Task instructions: Format every line of the listing below as a Markdown table with two columns, Row and Text, numbering the rows in order and omitting blank lines. Leave the pictures out of the table.

··· Task input

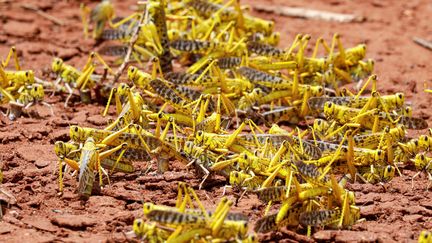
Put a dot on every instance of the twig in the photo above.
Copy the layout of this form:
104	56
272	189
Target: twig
130	47
42	14
310	14
422	42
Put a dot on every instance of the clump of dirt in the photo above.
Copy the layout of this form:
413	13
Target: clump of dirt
393	212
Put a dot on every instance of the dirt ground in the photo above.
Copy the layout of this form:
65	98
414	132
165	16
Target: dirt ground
393	212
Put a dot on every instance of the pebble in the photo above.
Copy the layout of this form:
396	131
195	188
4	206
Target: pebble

······

Answer:
| Row | Text |
|---|---|
| 1 | Put a dot on every instance of the twig in the photo above. |
| 2 | Copy the layout of this form: |
| 3 | 104	56 |
| 4 | 272	189 |
| 5 | Target: twig |
| 6 | 130	47 |
| 7 | 42	14 |
| 8 | 310	14 |
| 9 | 422	42 |
| 10 | Put a dot on every instance of the clump of dirt in the photo above. |
| 11 | Copy the layout of this form: |
| 12 | 413	13 |
| 13 | Target: clump of dirt |
| 14 | 393	212 |
| 15 | Put a dot on every instance of the dirt ground in the photo above. |
| 16 | Copy the layout of this form: |
| 17 | 65	98 |
| 18 | 414	132 |
| 19 | 165	16 |
| 20 | Target: dirt ground |
| 21 | 393	212 |
| 22 | Put a dot on every instance of the pebble in the photo above. |
| 23 | Copy the layout of this form: |
| 24 | 396	131 |
| 25 | 195	188 |
| 26 | 4	206 |
| 27 | Target: pebble |